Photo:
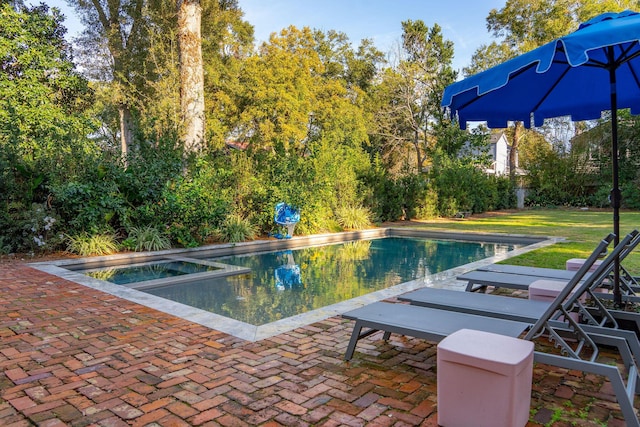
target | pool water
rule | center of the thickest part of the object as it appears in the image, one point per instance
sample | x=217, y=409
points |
x=137, y=273
x=286, y=283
- - -
Brief :: Output each record verbatim and leave out its pictures.

Task result ::
Photo:
target | pool water
rule | center of the thickest part of the object as it appears in the image, one point per instance
sample | x=217, y=409
points |
x=137, y=273
x=286, y=283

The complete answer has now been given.